## Task instructions
When you respond, write out each entry exactly as it stands.

(Recorded data)
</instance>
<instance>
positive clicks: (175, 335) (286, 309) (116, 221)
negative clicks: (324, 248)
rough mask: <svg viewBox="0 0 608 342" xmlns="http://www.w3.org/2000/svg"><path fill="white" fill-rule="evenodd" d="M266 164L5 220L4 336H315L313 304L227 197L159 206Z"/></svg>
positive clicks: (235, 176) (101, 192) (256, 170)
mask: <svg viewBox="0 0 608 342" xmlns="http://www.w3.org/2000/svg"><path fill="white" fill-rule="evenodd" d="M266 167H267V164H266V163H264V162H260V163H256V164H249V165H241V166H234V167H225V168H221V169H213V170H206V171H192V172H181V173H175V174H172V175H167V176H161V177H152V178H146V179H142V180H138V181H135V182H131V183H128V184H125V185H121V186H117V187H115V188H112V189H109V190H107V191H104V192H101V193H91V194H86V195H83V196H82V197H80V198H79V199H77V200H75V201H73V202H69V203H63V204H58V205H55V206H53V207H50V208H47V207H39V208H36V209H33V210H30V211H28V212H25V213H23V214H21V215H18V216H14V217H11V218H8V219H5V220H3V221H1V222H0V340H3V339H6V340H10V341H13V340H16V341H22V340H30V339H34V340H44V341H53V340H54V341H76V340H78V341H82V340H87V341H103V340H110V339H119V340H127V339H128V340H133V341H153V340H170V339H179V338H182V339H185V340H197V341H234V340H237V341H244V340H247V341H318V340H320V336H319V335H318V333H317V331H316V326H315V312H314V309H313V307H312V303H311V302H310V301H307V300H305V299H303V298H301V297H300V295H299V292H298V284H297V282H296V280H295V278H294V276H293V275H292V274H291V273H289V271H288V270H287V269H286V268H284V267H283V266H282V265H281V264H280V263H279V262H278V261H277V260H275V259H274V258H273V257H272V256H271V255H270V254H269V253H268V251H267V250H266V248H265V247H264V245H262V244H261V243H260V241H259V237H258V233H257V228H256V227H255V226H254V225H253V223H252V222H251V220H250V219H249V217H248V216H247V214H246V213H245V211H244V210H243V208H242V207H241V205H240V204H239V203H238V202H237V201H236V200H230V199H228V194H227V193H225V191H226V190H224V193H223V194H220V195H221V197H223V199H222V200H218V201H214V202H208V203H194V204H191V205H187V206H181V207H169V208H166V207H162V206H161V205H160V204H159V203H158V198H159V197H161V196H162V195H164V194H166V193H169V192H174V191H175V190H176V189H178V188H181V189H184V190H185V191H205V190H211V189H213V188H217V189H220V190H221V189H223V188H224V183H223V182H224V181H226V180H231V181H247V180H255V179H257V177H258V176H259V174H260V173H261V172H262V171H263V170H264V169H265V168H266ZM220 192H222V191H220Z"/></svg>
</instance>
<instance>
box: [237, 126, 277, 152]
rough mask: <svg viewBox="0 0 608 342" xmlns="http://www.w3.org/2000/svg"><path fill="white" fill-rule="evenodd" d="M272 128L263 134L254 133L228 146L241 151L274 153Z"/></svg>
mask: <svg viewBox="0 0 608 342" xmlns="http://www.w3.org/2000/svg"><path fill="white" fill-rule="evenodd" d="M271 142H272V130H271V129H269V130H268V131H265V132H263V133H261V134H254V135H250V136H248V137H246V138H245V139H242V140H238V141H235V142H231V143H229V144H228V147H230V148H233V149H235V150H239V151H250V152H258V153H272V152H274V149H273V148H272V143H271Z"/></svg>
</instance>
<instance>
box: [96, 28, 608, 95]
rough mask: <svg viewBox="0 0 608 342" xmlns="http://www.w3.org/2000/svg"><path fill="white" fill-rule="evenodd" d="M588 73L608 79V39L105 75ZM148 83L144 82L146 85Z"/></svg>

## Written answer
</instance>
<instance>
positive clicks: (175, 335) (286, 309) (116, 221)
negative clicks: (324, 248)
rough mask: <svg viewBox="0 0 608 342" xmlns="http://www.w3.org/2000/svg"><path fill="white" fill-rule="evenodd" d="M266 164L5 220L4 336H315L313 304L227 197L159 206Z"/></svg>
positive clicks: (235, 176) (101, 192) (256, 170)
mask: <svg viewBox="0 0 608 342" xmlns="http://www.w3.org/2000/svg"><path fill="white" fill-rule="evenodd" d="M266 167H267V164H266V163H264V162H260V163H256V164H249V165H241V166H234V167H225V168H221V169H213V170H206V171H192V172H181V173H175V174H172V175H167V176H161V177H152V178H146V179H142V180H138V181H135V182H131V183H128V184H125V185H121V186H117V187H115V188H112V189H109V190H107V191H104V192H101V193H91V194H86V195H83V196H82V197H80V198H79V199H77V200H75V201H73V202H69V203H63V204H58V205H55V206H53V207H50V208H47V207H39V208H36V209H33V210H30V211H28V212H25V213H23V214H21V215H18V216H14V217H11V218H8V219H5V220H3V221H1V222H0V340H3V339H6V340H10V341H13V340H16V341H22V340H30V339H34V340H44V341H53V340H54V341H76V340H78V341H82V340H87V341H103V340H110V339H119V340H127V339H128V340H133V341H153V340H170V339H179V338H182V339H185V340H197V341H234V340H237V341H244V340H247V341H318V340H320V336H319V335H318V333H317V331H316V326H315V312H314V309H313V307H312V303H311V302H310V301H307V300H305V299H303V298H301V297H300V295H299V292H298V284H297V282H296V280H295V278H294V276H293V275H292V274H291V273H289V271H288V270H287V269H286V268H284V267H283V266H282V265H281V264H280V263H279V262H278V261H277V260H275V259H274V258H273V257H272V256H271V255H270V254H269V253H268V251H267V250H266V248H265V247H264V245H262V244H261V243H260V241H259V237H258V233H257V228H256V227H255V226H254V225H253V223H252V222H251V220H250V219H249V217H248V216H247V214H246V213H245V211H244V210H243V208H242V207H241V205H240V204H239V203H238V202H237V201H236V200H230V199H228V194H227V193H225V191H226V190H224V193H223V194H220V195H221V197H223V199H222V200H218V201H214V202H208V203H194V204H191V205H187V206H181V207H169V208H166V207H162V206H161V205H160V204H159V203H158V198H159V197H161V196H162V195H164V194H166V193H169V192H174V191H175V190H176V189H178V188H181V189H184V190H185V191H205V190H211V189H213V188H217V189H220V190H221V189H223V188H224V183H223V182H224V181H226V180H231V181H247V180H255V179H257V177H258V176H259V174H260V173H261V172H262V171H263V170H264V169H265V168H266ZM220 192H222V191H220Z"/></svg>
</instance>
<instance>
box: [237, 126, 277, 152]
rough mask: <svg viewBox="0 0 608 342" xmlns="http://www.w3.org/2000/svg"><path fill="white" fill-rule="evenodd" d="M272 128L263 134L254 133L228 146L241 151L274 153Z"/></svg>
mask: <svg viewBox="0 0 608 342" xmlns="http://www.w3.org/2000/svg"><path fill="white" fill-rule="evenodd" d="M271 142H272V130H271V129H269V130H268V131H265V132H263V133H261V134H254V135H250V136H248V137H246V138H245V139H242V140H238V141H235V142H231V143H229V144H228V147H230V148H233V149H235V150H239V151H250V152H258V153H272V152H274V149H273V148H272V143H271Z"/></svg>
</instance>
<instance>
box: [96, 28, 608, 95]
rough mask: <svg viewBox="0 0 608 342" xmlns="http://www.w3.org/2000/svg"><path fill="white" fill-rule="evenodd" d="M588 73L608 79V39L105 75ZM148 83L144 82L146 85Z"/></svg>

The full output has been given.